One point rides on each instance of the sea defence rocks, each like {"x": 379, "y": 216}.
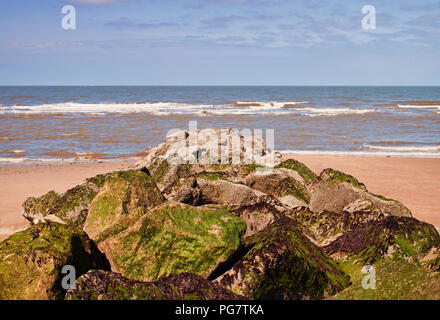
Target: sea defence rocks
{"x": 101, "y": 285}
{"x": 101, "y": 206}
{"x": 210, "y": 146}
{"x": 365, "y": 237}
{"x": 174, "y": 238}
{"x": 211, "y": 230}
{"x": 279, "y": 262}
{"x": 334, "y": 190}
{"x": 124, "y": 197}
{"x": 31, "y": 261}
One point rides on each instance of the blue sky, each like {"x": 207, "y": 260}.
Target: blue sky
{"x": 219, "y": 42}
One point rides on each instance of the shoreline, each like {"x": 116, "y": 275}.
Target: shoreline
{"x": 413, "y": 181}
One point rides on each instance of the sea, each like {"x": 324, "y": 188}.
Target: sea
{"x": 81, "y": 123}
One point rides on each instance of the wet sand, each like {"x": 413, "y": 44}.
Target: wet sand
{"x": 413, "y": 181}
{"x": 19, "y": 182}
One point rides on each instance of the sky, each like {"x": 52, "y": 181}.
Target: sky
{"x": 220, "y": 42}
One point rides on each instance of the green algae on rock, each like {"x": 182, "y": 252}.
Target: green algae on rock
{"x": 335, "y": 191}
{"x": 71, "y": 207}
{"x": 101, "y": 285}
{"x": 31, "y": 260}
{"x": 174, "y": 238}
{"x": 123, "y": 198}
{"x": 279, "y": 262}
{"x": 292, "y": 164}
{"x": 386, "y": 237}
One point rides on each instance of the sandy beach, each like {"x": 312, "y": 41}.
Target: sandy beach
{"x": 414, "y": 181}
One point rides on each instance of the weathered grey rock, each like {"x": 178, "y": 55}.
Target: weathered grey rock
{"x": 279, "y": 262}
{"x": 228, "y": 193}
{"x": 31, "y": 261}
{"x": 209, "y": 146}
{"x": 334, "y": 190}
{"x": 284, "y": 184}
{"x": 101, "y": 285}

────────────────────

__What this task involves__
List every line above that contains the word "like".

__Task result__
One point rides on each instance of the sea defence rocks, each like {"x": 379, "y": 216}.
One point rides on each instance of the blue sky, each like {"x": 207, "y": 260}.
One point rides on each instance of the shoreline, each like {"x": 116, "y": 275}.
One point rides on each instance of the sea, each like {"x": 324, "y": 188}.
One point rides on each instance of the wet sand, each like {"x": 413, "y": 44}.
One point rides on each instance of the sky, each like {"x": 52, "y": 181}.
One point rides on each instance of the green algae on rock, each like {"x": 182, "y": 252}.
One point rides on each instance of the sandy beach, each like {"x": 312, "y": 41}.
One point rides on each instance of the weathered grey rock, each like {"x": 178, "y": 55}.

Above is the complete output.